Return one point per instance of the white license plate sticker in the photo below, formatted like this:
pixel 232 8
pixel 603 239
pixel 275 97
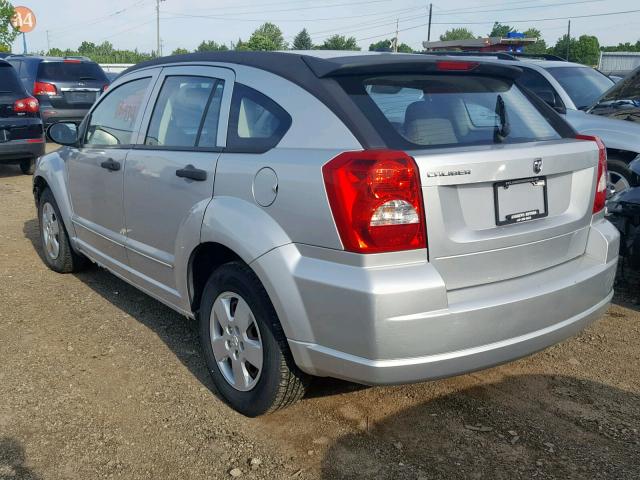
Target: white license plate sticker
pixel 522 200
※ ※ ※
:: WORK REQUEST ::
Give back all of the material exactly, though without the images it contains.

:: RESPONSE BELOW ::
Return one point per instance of the white license plate sticker in the photo below, formatted like this:
pixel 232 8
pixel 603 239
pixel 275 97
Target: white license plate sticker
pixel 522 200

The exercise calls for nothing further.